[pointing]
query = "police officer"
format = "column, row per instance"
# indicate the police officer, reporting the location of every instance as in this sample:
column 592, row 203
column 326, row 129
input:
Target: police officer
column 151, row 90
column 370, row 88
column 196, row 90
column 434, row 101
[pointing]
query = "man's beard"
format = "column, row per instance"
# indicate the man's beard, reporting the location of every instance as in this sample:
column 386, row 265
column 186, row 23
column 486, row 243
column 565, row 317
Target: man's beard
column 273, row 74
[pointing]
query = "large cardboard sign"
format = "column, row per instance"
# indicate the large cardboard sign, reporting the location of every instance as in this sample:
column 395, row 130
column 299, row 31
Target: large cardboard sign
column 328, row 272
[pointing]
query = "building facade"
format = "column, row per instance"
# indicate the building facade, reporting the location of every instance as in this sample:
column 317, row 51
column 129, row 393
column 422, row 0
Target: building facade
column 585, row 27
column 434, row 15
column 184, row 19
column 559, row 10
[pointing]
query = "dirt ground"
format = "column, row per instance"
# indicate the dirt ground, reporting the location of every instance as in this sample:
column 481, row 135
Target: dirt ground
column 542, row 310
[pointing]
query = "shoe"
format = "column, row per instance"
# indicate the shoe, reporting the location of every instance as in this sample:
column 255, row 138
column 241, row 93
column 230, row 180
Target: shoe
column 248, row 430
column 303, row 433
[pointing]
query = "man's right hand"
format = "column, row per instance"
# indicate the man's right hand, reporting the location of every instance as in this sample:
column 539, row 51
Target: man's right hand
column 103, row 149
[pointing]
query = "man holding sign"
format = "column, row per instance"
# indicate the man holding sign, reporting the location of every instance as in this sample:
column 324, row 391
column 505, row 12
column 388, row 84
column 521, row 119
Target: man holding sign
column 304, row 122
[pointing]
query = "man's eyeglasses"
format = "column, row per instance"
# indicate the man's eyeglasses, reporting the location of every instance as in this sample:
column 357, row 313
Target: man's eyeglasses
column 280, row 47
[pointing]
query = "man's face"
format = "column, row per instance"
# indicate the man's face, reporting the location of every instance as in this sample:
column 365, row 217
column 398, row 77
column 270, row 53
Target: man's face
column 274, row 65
════════════════════
Among the lines above, find those with the word "query". Copy them.

query = "police officer"
query = "man's beard"
query = "large cardboard sign"
query = "building facade"
query = "dirt ground"
query = "shoe"
query = "man's right hand"
query = "man holding sign"
query = "man's eyeglasses"
query = "man's face"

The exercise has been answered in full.